Natural-language object grounding data.
-=-=-

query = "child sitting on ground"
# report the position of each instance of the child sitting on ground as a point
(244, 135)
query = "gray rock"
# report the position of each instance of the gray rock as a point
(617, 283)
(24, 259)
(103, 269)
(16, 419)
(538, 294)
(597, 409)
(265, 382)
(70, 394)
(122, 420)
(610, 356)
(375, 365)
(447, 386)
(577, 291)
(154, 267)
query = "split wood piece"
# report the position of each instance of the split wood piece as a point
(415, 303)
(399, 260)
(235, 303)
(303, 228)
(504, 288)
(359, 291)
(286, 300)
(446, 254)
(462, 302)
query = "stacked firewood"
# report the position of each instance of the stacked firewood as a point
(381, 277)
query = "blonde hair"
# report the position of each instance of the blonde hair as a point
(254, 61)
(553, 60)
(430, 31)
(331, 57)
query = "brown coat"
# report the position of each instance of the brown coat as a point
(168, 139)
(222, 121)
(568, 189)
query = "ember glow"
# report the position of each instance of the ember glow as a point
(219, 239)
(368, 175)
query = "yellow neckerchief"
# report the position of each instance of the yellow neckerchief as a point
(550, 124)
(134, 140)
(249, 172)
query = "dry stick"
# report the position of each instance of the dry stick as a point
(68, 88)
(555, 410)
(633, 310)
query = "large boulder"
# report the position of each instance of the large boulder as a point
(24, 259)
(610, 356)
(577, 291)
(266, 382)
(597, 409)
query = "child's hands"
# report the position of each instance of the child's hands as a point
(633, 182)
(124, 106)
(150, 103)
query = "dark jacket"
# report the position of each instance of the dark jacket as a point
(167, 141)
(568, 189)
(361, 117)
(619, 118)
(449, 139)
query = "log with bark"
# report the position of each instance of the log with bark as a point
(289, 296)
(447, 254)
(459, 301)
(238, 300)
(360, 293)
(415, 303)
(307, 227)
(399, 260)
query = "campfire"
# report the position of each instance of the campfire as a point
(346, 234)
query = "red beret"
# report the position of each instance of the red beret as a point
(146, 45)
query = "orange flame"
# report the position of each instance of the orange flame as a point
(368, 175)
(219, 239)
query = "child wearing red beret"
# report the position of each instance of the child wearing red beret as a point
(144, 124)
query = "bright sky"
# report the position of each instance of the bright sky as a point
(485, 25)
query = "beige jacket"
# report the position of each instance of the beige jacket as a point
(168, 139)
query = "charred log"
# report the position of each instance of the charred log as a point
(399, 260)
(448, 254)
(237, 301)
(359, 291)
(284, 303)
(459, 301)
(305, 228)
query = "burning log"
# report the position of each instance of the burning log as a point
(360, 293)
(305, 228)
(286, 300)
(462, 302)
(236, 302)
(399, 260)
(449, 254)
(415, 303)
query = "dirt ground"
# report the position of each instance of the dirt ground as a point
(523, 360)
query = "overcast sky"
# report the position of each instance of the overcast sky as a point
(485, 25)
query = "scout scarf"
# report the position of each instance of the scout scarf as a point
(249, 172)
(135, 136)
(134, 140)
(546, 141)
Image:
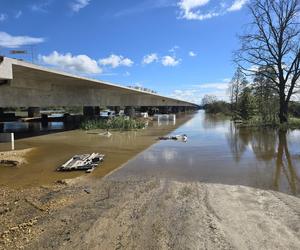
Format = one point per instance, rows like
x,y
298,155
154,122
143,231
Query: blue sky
x,y
179,48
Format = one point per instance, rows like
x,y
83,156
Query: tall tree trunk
x,y
283,110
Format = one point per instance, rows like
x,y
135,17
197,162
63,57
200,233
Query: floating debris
x,y
85,162
182,138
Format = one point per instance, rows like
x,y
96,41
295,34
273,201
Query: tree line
x,y
267,78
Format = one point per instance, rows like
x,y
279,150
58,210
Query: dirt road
x,y
115,213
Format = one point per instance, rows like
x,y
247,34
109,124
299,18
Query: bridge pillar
x,y
1,113
88,111
44,120
97,111
34,112
164,110
117,109
175,109
130,111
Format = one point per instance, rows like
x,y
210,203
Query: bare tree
x,y
236,86
274,42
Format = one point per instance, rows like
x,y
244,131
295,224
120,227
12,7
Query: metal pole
x,y
12,141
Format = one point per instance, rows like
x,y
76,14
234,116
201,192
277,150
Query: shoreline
x,y
151,213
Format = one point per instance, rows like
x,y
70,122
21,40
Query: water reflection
x,y
219,152
284,164
264,143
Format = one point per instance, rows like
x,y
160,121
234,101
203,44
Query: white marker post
x,y
8,137
12,136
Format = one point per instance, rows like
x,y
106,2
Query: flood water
x,y
53,146
218,152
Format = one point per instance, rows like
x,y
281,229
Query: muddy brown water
x,y
218,152
52,150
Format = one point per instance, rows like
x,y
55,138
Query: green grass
x,y
116,123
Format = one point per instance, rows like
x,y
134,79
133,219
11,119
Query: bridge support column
x,y
34,112
88,111
117,109
175,109
97,111
1,114
130,111
164,110
44,120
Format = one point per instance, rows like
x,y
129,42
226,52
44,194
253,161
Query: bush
x,y
119,123
217,107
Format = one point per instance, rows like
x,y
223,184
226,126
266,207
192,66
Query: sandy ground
x,y
152,213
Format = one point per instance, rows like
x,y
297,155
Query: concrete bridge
x,y
23,84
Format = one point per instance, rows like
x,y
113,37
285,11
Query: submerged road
x,y
132,210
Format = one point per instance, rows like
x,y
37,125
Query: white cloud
x,y
9,41
170,61
3,17
173,50
192,54
237,5
18,14
77,5
150,58
188,5
204,9
195,93
115,61
41,7
68,62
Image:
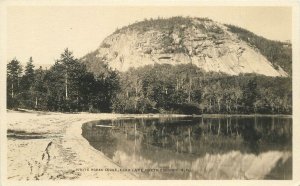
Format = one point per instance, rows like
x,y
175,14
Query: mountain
x,y
209,45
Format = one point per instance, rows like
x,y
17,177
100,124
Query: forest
x,y
68,86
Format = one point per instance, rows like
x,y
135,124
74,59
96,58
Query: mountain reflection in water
x,y
198,148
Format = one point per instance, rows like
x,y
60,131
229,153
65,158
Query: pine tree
x,y
14,72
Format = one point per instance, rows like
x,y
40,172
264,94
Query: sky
x,y
44,32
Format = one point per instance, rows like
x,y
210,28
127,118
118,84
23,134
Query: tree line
x,y
68,86
189,90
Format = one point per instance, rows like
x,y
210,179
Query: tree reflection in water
x,y
209,148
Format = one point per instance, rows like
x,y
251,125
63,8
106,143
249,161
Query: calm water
x,y
197,148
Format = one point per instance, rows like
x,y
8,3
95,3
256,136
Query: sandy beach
x,y
43,146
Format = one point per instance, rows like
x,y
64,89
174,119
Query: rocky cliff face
x,y
202,42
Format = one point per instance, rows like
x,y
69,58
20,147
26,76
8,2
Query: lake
x,y
204,148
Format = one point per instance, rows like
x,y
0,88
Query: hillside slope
x,y
209,45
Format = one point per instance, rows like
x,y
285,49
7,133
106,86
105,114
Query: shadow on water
x,y
198,148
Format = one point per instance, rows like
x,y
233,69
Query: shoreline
x,y
49,146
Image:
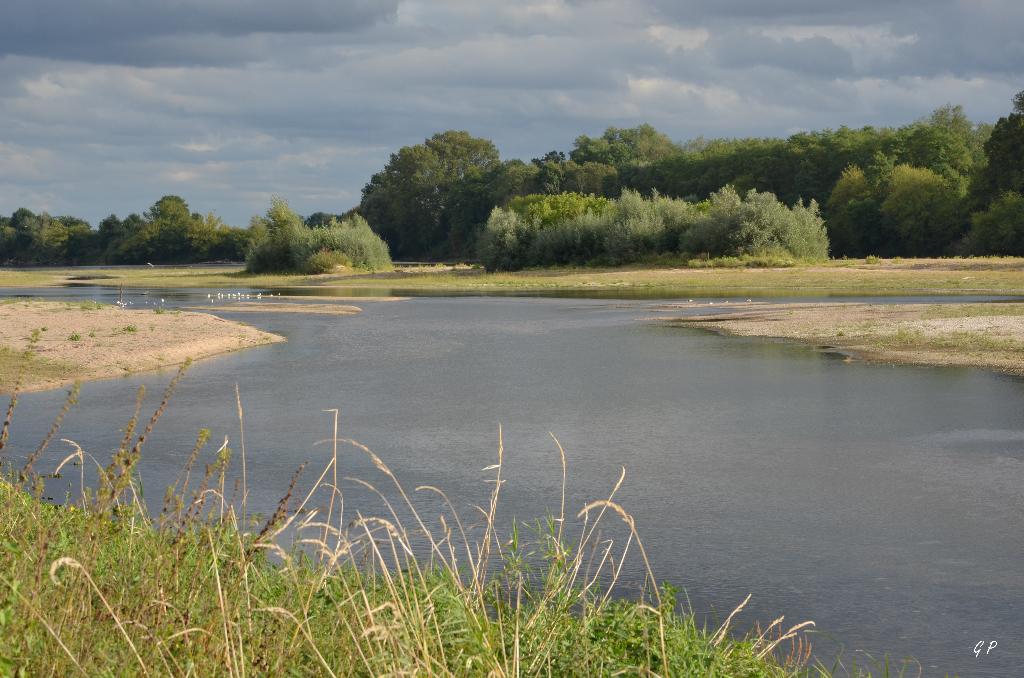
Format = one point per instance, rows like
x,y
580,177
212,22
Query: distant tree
x,y
855,216
591,177
320,219
408,202
924,211
635,145
1005,152
999,229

-=-=-

Exercise description.
Every entry should come back exactly as written, only without images.

Result for this exercise.
query = "child sitting on ground"
# report the position of each instance of the child sitting on ground as a point
(244, 135)
query = "gray rock"
# report the position of each instance of the gray rock as a point
(617, 283)
(24, 259)
(103, 269)
(16, 419)
(538, 294)
(597, 409)
(265, 382)
(70, 394)
(122, 420)
(610, 356)
(375, 365)
(447, 386)
(577, 291)
(154, 267)
query = "split wood piece"
# report the position of each instance of the split wood piece as a point
(415, 303)
(399, 260)
(235, 303)
(303, 228)
(504, 288)
(359, 291)
(286, 300)
(446, 254)
(462, 302)
query = "stacked firewood"
# report the position of each instance of the stacked firewood as a point
(381, 277)
query = "blonde hair"
# report the position of each instance of the blonde hair as a point
(254, 61)
(553, 60)
(430, 31)
(331, 57)
query = "brown coat"
# report the position of each instance of the brown coat as a point
(168, 139)
(222, 121)
(568, 189)
query = "ember glow"
# report the position of each instance of the ember glow as a point
(219, 239)
(368, 175)
query = "yellow neckerchief"
# report the position of each instance of the yellow neckerchief as a point
(550, 124)
(134, 140)
(249, 172)
query = "dry stick"
# report the position of each instance of the dry stick as a point
(68, 88)
(555, 410)
(633, 310)
query = "large boulder"
# report the position of each instance of the large boulder as a point
(24, 259)
(610, 356)
(577, 291)
(266, 382)
(597, 409)
query = "child's hands"
# report the position of each instance of the child's hands as a point
(633, 182)
(124, 106)
(150, 103)
query = "dark jacket"
# report the position of each instance of the dark jacket as a point
(167, 141)
(568, 189)
(361, 117)
(619, 118)
(449, 139)
query = "log with bark"
# report the position of each instance of the log with bark as a point
(289, 296)
(447, 254)
(459, 301)
(238, 300)
(360, 293)
(415, 303)
(307, 227)
(399, 260)
query = "campfire"
# report the position of each instance of the campfire as a point
(346, 234)
query = "red beret"
# report the position of each instance of the red beret as a point
(146, 45)
query = "orange flame"
# report the position of each instance of the orange flame as a point
(368, 175)
(219, 239)
query = "child wearing red beret"
# report the position of each instance of the child wearing red beret as a point
(144, 124)
query = "bright sky"
# report the position of each instance of the bright sky as a point
(485, 25)
query = "beige jacket"
# report the position of each instance of the beige jacket as a point
(168, 139)
query = "charred log"
# report the position of each instance of the charred log as a point
(399, 260)
(448, 254)
(237, 301)
(359, 291)
(284, 303)
(459, 301)
(305, 228)
query = "burning log"
# report the position of each instance of the burning log as a point
(360, 293)
(305, 228)
(286, 300)
(462, 302)
(236, 302)
(399, 260)
(449, 254)
(415, 303)
query = "dirt ground"
# report the position of each instance of the dirt ground as a point
(523, 360)
query = "overcast sky"
# report the position of each instance of the overcast sky as a point
(485, 25)
query = "scout scarf"
# report the position of each instance of the scout scarf as a point
(249, 172)
(135, 136)
(134, 140)
(546, 141)
Image:
Format = one point per instance, rows like
x,y
298,155
154,122
143,231
Query: blue sky
x,y
179,48
Format = one point per instance, rows like
x,y
83,156
Query: tall tree trunk
x,y
283,110
Format = one point per instance, rows like
x,y
135,17
197,162
63,57
200,233
Query: floating debris
x,y
85,162
182,138
Format = one point per instance, rows like
x,y
96,41
295,34
273,201
Query: tree line
x,y
267,78
Format = one point per instance, rows like
x,y
279,150
58,210
Query: dirt road
x,y
115,213
Format = one point per instance, rows like
x,y
247,34
109,124
299,18
Query: bridge pillar
x,y
1,113
88,111
44,120
97,111
34,112
164,110
117,109
175,109
130,111
Format = one point per instance, rows like
x,y
210,203
Query: bare tree
x,y
236,86
274,42
Format = one point per instance, rows like
x,y
244,131
295,224
120,227
12,7
Query: metal pole
x,y
12,141
Format = one point per instance, rows like
x,y
76,14
234,116
201,192
277,150
Query: shoreline
x,y
151,213
Format = one point per instance, rows like
x,y
70,122
21,40
Query: water reflection
x,y
219,152
284,164
264,143
Format = one point per instance, rows like
x,y
160,121
234,101
203,44
Query: white marker post
x,y
8,137
12,136
Format = one point per instance, rows like
x,y
106,2
Query: flood water
x,y
53,146
218,152
Format = one point per instance, rows like
x,y
281,229
Query: muddy brown water
x,y
218,152
52,150
Format = one point per instance, rows like
x,y
55,138
Query: green grass
x,y
116,123
Format = one point per instance, rows like
x,y
134,79
133,219
11,119
Query: bridge support column
x,y
34,112
88,111
117,109
175,109
97,111
1,114
130,111
164,110
44,120
Format = one point per instance, rows like
x,y
129,42
226,52
44,194
253,161
Query: bush
x,y
119,123
217,107
Format = one point per instance, rows like
x,y
223,184
226,126
266,207
192,66
Query: sandy ground
x,y
152,213
Format = one point per instance, rows like
x,y
297,155
Query: concrete bridge
x,y
23,84
Format = one point per instance, rows like
x,y
113,37
285,11
Query: submerged road
x,y
132,210
Format = one point per instance, rows like
x,y
37,125
Query: white cloud
x,y
9,41
170,61
3,17
173,50
192,54
237,5
18,14
77,5
150,58
188,5
204,9
195,93
115,61
41,7
68,62
Image:
Format = one point per instance, rows like
x,y
175,14
Query: mountain
x,y
209,45
Format = one point per instance, rows like
x,y
17,177
100,124
Query: forest
x,y
68,86
Format = one point per instance, rows like
x,y
135,124
74,59
96,58
Query: mountain reflection in water
x,y
198,148
Format = one point per instance, rows like
x,y
60,131
229,153
65,158
Query: pine tree
x,y
14,72
Format = one point per instance, rows like
x,y
40,172
264,94
Query: sky
x,y
44,32
Format = one point per instance, rows like
x,y
210,28
127,118
118,84
23,134
Query: tree line
x,y
68,86
189,90
Format = one point per instance, rows like
x,y
210,179
Query: tree reflection in water
x,y
209,148
Format = one point per instance, rows like
x,y
251,125
63,8
106,143
249,161
Query: calm water
x,y
197,148
Format = one point per instance, rows like
x,y
8,3
95,3
256,136
Query: sandy beach
x,y
43,146
Format = one point per instance, rows like
x,y
64,89
174,119
Query: rocky cliff face
x,y
202,42
Format = one point per instance, rows like
x,y
69,58
20,147
26,76
8,2
Query: lake
x,y
204,148
Format = one point per instance, rows like
x,y
0,88
Query: hillside slope
x,y
209,45
Format = one point per instance, rows like
x,y
285,49
7,133
106,86
105,114
Query: shadow on water
x,y
198,148
Format = one point per instance, rows like
x,y
233,69
Query: shoreline
x,y
49,146
Image:
Format = one point per instance, rows like
x,y
580,177
212,22
Query: distant tree
x,y
855,216
591,177
320,219
408,202
924,211
635,145
1005,152
999,229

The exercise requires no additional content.